TASK DESCRIPTION: Output only the span of lines that begins at the line containing "of the club" and ends at the last line of the data, both included, exactly as they appear.

DATASET ROWS:
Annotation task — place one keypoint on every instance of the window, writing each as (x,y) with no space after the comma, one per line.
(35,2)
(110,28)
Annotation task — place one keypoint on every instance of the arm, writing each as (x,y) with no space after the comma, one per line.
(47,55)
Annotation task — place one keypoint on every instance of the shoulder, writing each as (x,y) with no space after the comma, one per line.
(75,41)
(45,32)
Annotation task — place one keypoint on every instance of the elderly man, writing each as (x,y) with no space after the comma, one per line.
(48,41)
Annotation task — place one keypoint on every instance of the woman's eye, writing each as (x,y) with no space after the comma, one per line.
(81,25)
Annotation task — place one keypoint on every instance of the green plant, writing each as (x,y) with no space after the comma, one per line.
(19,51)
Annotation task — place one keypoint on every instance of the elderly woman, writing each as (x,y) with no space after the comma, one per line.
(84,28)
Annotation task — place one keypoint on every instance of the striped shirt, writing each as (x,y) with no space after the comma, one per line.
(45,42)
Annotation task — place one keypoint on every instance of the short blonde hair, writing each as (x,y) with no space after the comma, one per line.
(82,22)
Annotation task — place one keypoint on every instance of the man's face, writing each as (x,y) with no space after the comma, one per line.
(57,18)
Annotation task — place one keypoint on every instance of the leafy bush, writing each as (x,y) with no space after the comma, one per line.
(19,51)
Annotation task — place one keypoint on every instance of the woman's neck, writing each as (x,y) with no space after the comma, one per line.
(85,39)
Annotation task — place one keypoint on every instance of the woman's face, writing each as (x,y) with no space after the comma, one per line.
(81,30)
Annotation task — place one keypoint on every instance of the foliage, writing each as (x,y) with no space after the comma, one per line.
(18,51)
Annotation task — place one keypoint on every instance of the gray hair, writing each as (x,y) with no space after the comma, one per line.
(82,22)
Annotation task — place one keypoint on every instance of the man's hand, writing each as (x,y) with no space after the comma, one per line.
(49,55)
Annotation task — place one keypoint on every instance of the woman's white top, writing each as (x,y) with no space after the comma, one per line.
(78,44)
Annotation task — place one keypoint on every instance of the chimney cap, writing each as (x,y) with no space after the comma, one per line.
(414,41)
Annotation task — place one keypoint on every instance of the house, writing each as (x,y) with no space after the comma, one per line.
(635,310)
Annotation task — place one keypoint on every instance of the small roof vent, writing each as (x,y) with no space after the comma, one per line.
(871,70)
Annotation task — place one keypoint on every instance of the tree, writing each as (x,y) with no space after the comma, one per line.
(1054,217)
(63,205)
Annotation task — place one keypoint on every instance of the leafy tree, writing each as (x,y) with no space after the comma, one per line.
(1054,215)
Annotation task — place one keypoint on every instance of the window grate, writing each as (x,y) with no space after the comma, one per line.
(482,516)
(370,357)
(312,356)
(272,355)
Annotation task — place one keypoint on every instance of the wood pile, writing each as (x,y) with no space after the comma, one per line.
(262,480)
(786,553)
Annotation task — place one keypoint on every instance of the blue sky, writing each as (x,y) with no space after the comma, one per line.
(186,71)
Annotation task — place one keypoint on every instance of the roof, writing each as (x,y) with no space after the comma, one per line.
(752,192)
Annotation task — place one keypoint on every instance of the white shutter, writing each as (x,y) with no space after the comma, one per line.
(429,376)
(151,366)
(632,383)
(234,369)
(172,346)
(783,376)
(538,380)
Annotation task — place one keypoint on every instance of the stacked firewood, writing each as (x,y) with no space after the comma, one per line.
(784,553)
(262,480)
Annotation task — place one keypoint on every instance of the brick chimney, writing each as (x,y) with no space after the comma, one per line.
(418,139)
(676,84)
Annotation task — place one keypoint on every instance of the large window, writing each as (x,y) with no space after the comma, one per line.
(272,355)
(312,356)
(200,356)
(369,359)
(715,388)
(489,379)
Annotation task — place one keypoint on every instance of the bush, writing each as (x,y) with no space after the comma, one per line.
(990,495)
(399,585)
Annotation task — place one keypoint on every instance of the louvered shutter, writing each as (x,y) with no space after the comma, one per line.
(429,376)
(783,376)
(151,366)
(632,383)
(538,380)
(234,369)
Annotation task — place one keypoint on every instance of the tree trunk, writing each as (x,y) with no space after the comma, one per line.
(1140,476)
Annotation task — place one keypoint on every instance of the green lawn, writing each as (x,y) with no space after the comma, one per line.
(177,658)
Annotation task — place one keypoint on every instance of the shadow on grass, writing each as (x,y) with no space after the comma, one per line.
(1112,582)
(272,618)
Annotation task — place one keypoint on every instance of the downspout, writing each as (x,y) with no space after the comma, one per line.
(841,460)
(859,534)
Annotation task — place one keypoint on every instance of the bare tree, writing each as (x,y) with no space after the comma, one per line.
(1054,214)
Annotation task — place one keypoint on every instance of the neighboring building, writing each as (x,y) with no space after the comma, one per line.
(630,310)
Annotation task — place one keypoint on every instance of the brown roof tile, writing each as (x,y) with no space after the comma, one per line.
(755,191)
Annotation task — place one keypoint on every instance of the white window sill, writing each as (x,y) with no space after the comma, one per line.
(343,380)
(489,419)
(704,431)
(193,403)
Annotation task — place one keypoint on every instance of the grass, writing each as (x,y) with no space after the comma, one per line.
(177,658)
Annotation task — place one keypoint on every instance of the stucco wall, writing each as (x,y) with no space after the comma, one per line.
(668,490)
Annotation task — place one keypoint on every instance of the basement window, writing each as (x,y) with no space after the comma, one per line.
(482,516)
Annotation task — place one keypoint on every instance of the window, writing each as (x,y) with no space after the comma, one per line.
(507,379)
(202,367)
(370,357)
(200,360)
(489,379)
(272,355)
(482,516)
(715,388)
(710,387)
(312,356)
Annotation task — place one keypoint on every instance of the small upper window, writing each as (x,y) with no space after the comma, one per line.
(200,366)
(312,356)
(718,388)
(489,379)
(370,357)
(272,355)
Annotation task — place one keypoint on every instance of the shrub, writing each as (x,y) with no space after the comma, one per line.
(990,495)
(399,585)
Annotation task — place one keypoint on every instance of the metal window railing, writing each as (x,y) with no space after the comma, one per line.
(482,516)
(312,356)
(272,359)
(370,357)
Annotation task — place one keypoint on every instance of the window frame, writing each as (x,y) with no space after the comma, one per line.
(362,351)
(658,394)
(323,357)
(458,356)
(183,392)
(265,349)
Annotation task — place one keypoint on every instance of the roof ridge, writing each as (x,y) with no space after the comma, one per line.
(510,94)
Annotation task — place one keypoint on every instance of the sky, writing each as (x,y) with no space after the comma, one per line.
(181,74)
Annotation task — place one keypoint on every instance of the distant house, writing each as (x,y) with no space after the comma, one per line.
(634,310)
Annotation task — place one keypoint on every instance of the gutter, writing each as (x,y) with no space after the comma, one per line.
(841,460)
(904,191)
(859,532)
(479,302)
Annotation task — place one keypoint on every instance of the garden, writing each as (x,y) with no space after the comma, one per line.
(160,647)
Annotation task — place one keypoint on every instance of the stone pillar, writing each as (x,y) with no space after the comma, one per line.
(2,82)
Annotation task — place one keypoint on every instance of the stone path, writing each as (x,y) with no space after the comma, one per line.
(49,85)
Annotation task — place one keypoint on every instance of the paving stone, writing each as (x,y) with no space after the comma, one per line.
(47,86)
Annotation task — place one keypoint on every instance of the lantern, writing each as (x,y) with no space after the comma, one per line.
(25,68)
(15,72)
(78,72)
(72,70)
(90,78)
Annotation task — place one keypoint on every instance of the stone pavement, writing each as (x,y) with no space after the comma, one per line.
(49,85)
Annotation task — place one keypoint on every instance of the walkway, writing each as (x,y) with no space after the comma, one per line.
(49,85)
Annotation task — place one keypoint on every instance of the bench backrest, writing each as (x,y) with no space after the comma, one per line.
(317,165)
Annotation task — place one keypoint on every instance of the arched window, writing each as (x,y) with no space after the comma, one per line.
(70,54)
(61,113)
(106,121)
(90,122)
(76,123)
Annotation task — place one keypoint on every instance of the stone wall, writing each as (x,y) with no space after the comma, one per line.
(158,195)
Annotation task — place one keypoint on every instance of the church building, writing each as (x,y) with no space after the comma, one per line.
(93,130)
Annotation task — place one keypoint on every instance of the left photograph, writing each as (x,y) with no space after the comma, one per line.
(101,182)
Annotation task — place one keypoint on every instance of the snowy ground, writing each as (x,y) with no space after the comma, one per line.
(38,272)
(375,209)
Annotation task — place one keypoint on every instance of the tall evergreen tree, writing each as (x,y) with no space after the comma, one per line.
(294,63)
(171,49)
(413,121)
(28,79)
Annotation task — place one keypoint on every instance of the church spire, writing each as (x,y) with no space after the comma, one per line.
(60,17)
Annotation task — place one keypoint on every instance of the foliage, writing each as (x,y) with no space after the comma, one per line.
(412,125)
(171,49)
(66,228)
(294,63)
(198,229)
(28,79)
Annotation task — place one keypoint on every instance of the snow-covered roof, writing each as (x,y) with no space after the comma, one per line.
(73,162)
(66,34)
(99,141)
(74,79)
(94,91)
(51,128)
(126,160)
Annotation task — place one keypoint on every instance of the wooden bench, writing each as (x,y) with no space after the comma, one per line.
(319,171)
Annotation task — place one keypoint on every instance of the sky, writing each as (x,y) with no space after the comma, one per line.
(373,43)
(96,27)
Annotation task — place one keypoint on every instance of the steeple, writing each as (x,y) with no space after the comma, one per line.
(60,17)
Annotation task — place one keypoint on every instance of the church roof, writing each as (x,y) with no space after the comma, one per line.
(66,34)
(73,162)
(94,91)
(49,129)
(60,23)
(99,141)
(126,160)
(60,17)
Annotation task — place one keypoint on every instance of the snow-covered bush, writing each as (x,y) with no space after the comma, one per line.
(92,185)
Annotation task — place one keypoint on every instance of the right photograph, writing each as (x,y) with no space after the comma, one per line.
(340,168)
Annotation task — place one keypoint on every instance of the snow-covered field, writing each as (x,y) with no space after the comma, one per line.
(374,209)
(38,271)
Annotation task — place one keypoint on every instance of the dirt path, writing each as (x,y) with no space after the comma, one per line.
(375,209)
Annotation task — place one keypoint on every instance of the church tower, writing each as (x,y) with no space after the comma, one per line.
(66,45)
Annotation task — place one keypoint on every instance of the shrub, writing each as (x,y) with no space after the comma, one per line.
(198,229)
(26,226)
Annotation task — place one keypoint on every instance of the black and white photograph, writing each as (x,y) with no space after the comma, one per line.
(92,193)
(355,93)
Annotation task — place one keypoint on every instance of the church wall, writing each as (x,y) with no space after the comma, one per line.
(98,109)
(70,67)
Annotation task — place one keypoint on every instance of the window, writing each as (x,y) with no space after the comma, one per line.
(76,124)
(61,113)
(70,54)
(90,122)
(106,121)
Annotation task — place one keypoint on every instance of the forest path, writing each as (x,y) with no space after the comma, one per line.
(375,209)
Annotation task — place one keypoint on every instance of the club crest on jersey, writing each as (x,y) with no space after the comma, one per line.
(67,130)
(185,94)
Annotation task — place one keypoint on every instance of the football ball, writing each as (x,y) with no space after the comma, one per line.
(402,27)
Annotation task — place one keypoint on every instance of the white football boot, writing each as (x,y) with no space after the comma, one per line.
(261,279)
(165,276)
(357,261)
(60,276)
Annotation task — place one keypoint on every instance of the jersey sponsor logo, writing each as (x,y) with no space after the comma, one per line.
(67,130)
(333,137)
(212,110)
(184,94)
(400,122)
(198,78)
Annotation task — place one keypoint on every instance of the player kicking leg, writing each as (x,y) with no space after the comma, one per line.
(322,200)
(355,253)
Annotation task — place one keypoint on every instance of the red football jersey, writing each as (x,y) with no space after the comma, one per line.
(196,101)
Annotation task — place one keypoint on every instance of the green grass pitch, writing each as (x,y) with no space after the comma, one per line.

FINISHED EXERCISE:
Annotation task — place one keypoint on every instance of the club crest on jersey, writing each as (x,y) with no space after the comma, one per line.
(67,130)
(185,94)
Annotation task — place one keypoint on every instance of the football ball, writing each as (x,y) with no space after the comma, one per line.
(402,27)
Annotation task — place one keypoint on every instance of the white football boot, writing each as (x,y) with no space after the comma, one per line.
(261,279)
(165,276)
(357,261)
(60,276)
Annotation task — place one keypoint on every instance of the jersey sponsor logo, writing each as (x,y) with no space after the comma, one per line.
(67,130)
(333,137)
(212,110)
(184,94)
(400,122)
(198,78)
Annotation task — place one keypoint on every instance of the player kicking leg, writing each as (x,y) with no space after the comma, one per line.
(322,200)
(355,253)
Annotation task — place one keypoint on every instance of the red football jersey, writing each as (x,y) with no space after the comma, one per line.
(196,101)
Annotation task — place one keypoint on every instance of the green grass pitch, writing each as (x,y) with no space after the comma, one per line.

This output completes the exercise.